| The task |
Please count the lines in the items below that contain the word 'single', and reply with only that number.

| Task input |
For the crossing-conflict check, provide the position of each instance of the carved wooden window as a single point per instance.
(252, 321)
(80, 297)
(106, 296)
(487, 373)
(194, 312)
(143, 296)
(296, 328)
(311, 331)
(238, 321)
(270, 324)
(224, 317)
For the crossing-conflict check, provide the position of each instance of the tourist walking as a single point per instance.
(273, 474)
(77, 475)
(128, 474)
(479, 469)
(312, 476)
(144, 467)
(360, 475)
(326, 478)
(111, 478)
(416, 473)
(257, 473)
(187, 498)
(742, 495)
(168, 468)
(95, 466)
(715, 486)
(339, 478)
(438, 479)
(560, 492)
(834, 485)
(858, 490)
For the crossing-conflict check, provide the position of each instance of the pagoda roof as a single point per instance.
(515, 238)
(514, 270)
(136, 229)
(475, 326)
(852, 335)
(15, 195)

...

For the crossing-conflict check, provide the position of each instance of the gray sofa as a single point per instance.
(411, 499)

| Answer to this task |
4